> [WRITTEN EXERCISE]: Reproduce every entry below with "objective" replaced by "goal" throughout, keeping all other text unchanged.

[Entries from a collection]
|---|

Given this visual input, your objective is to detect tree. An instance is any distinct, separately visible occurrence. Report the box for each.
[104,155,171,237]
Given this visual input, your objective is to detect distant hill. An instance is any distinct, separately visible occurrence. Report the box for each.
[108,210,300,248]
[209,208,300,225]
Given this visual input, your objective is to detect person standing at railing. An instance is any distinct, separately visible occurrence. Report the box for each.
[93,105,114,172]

|---|

> [SOLUTION FOR THIS PROBLEM]:
Given this visual input, your goal is to detect tree. An instance is any distinct, separately visible occurrence. Report the box for each.
[104,155,171,237]
Given this visual input, your goal is to detect distant hill. An instance is any distinct, separately visible occurrence. Report the box for each.
[108,210,300,248]
[209,208,300,225]
Given this visual input, your goal is to detect person standing at railing. An instance is any distinct, separately visible occurrence. Report the box for each.
[93,105,114,172]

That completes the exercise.